- [What you should do] The whole of the data, every line, should come back exactly the same.

- [Records from a data source]
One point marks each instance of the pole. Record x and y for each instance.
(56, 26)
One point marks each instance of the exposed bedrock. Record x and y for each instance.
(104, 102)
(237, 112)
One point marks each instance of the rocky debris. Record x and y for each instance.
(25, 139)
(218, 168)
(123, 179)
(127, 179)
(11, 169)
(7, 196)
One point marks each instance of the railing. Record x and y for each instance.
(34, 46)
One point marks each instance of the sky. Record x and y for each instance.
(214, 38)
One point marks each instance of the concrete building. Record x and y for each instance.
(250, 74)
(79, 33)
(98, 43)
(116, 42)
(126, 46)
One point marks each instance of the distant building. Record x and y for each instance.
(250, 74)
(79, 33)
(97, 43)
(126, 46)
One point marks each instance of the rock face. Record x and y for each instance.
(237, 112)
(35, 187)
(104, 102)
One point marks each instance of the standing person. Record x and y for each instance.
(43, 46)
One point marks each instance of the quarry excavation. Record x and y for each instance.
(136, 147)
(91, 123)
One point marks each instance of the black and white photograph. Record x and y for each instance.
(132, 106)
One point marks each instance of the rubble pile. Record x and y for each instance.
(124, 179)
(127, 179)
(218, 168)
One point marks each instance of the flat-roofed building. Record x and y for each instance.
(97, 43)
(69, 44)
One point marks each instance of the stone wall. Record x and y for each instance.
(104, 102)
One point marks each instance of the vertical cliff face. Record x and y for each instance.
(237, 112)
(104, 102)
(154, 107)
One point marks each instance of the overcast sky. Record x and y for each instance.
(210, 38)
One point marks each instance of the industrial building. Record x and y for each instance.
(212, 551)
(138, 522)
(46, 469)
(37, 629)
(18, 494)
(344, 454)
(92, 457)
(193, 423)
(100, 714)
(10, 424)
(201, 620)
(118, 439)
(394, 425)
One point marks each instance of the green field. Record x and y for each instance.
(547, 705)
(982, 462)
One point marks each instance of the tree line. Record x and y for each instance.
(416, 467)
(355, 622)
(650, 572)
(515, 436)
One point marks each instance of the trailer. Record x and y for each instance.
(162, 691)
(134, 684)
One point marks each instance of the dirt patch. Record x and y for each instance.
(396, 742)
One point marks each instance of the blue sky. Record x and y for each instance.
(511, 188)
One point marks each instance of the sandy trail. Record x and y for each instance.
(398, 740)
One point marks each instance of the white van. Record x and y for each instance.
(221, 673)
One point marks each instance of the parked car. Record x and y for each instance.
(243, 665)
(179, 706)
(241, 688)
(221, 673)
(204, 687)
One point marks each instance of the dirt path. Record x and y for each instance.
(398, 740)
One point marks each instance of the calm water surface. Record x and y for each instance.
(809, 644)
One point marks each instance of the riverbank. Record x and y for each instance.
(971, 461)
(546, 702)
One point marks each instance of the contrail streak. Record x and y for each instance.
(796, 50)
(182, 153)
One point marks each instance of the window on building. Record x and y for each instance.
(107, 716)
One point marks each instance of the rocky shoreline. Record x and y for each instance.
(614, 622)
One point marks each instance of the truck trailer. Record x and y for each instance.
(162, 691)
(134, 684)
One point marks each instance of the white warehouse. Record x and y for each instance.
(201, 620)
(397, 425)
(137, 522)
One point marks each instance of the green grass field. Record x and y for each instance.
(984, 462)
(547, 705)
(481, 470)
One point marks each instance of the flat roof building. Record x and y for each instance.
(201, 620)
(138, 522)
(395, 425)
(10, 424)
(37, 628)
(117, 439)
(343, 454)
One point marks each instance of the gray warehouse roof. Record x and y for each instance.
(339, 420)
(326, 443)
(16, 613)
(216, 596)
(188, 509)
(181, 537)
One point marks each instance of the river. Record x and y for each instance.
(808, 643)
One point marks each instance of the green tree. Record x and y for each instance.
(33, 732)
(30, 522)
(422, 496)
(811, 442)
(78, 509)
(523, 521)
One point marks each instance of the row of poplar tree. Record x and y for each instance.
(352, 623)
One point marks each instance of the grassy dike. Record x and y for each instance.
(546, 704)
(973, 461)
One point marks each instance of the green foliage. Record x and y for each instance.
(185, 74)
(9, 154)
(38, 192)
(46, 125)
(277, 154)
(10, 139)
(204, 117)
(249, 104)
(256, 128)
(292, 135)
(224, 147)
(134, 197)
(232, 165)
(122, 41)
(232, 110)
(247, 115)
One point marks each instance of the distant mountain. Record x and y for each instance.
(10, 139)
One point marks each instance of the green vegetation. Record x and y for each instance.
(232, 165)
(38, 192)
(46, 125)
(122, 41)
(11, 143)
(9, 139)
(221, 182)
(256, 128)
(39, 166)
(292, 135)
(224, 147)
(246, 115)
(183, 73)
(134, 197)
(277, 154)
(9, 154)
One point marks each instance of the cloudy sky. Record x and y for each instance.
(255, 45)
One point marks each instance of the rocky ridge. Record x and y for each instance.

- [Solution to the problem]
One point marks each instance of the pole. Record x and y for each instance.
(56, 26)
One point marks each instance of the exposed bedrock. Record x and y for each instance.
(104, 102)
(237, 112)
One point marks each instance of the rocky debris. Record x and y for each instance.
(25, 139)
(218, 168)
(123, 179)
(127, 179)
(11, 169)
(7, 196)
One point marks each instance of the railing. Record x and y for each instance.
(34, 46)
One point marks each instance of the sky. Record x and y for each instance.
(214, 38)
One point marks each instance of the concrete building. Record x and y for each instance.
(250, 74)
(79, 33)
(98, 43)
(116, 42)
(126, 46)
One point marks each instance of the distant building. Record x and y for each instance.
(250, 74)
(79, 33)
(97, 43)
(126, 46)
One point marks each instance of the rock face. Record x and y for each instance.
(237, 112)
(35, 187)
(104, 102)
One point marks each instance of the standing person. Record x and y for each instance.
(43, 46)
One point marks each instance of the quarry excavation. Record x and y for each instance.
(136, 147)
(91, 123)
One point marks each instance of the black and white photograph. Record x and y for each instance.
(132, 106)
One point marks each instance of the rubble pile. Record x and y for each instance.
(124, 179)
(127, 179)
(218, 168)
One point marks each instance of the flat-roofed building. Record x and y for each instance.
(97, 43)
(69, 44)
One point marks each instance of the stone wall. Record x and y for each instance.
(104, 102)
One point marks each instance of the vertical cliff face. Record x and y for each instance.
(237, 112)
(104, 102)
(154, 107)
One point marks each instance of the overcast sky. Record x and y for each instance.
(210, 38)
One point marks each instance of the industrial building. Record x and y for each instance.
(212, 551)
(138, 522)
(46, 469)
(37, 629)
(18, 494)
(344, 454)
(92, 457)
(193, 423)
(100, 714)
(10, 424)
(201, 620)
(118, 439)
(394, 425)
One point marks each instance of the green field. Record x and y for each instance.
(547, 705)
(982, 462)
One point marks each instance of the tree line. Record x and y for each instance.
(416, 467)
(355, 622)
(650, 572)
(515, 436)
One point marks each instance of the trailer. Record x and y for each instance.
(162, 691)
(134, 684)
One point marks each instance of the dirt patch. Record x and y for each instance.
(396, 742)
One point marks each instance of the blue sky. Record x and y for each instance.
(511, 188)
One point marks each instance of the sandy trail. Record x and y for each instance.
(398, 740)
One point marks each instance of the white van. Record x and y for each instance.
(221, 673)
One point marks each instance of the parked car. Record x and y for each instance.
(243, 665)
(179, 706)
(241, 688)
(221, 673)
(204, 687)
One point marks each instance of the dirt path. Record x and y for each instance.
(398, 740)
One point marks each instance of the calm water surface. Record x and y for each instance.
(809, 644)
One point marks each instance of the riverbank. Record x and y for each instance.
(971, 461)
(546, 702)
One point marks each instance of the contrail streak. Record x and y for each instance.
(796, 50)
(182, 153)
One point marks each instance of the window on building. Record x and y for each instance.
(107, 716)
One point marks each instance of the rocky shoreline. Record x and y for each instance.
(614, 622)
One point marks each instance of the truck trailer. Record x and y for each instance.
(162, 691)
(134, 684)
One point marks each instance of the white warehouse. Record x and y for each instance.
(201, 620)
(397, 425)
(137, 522)
One point marks each instance of the green grass field. Record x and y for each instance.
(984, 462)
(547, 705)
(481, 470)
One point marks each instance of the flat roof building. Record x and y for each instance.
(201, 620)
(138, 522)
(395, 425)
(10, 424)
(37, 628)
(117, 439)
(343, 454)
One point marks each instance of the gray warehouse roof. Record x and y for each instance.
(339, 420)
(326, 443)
(16, 613)
(216, 596)
(188, 509)
(181, 537)
One point marks each instance of the river. Record x and y for each instance.
(808, 643)
One point marks each instance of the green tree. Record x and y for each instance.
(33, 732)
(30, 522)
(422, 496)
(811, 442)
(78, 509)
(523, 521)
One point marks each instance of the row of poplar tree. Record x and y for each instance.
(352, 623)
One point marks each instance of the grassy dike. Record x and y for each instance.
(546, 704)
(973, 461)
One point marks each instance of the green foliage. Record x and y for each instance.
(185, 74)
(9, 154)
(38, 192)
(46, 125)
(277, 154)
(10, 139)
(204, 117)
(249, 104)
(256, 128)
(292, 135)
(224, 147)
(134, 197)
(232, 165)
(122, 41)
(232, 110)
(247, 115)
One point marks each instance of the distant mountain. Record x and y for each instance.
(10, 139)
One point marks each instance of the green vegetation. Record x and y for each instance.
(232, 165)
(38, 192)
(46, 125)
(122, 41)
(11, 143)
(9, 139)
(221, 182)
(256, 128)
(39, 166)
(292, 135)
(224, 147)
(246, 115)
(183, 73)
(134, 197)
(277, 154)
(9, 154)
One point marks each instance of the cloudy sky. Record x and y for each instance.
(255, 45)
One point marks each instance of the rocky ridge. Record x and y for each instance.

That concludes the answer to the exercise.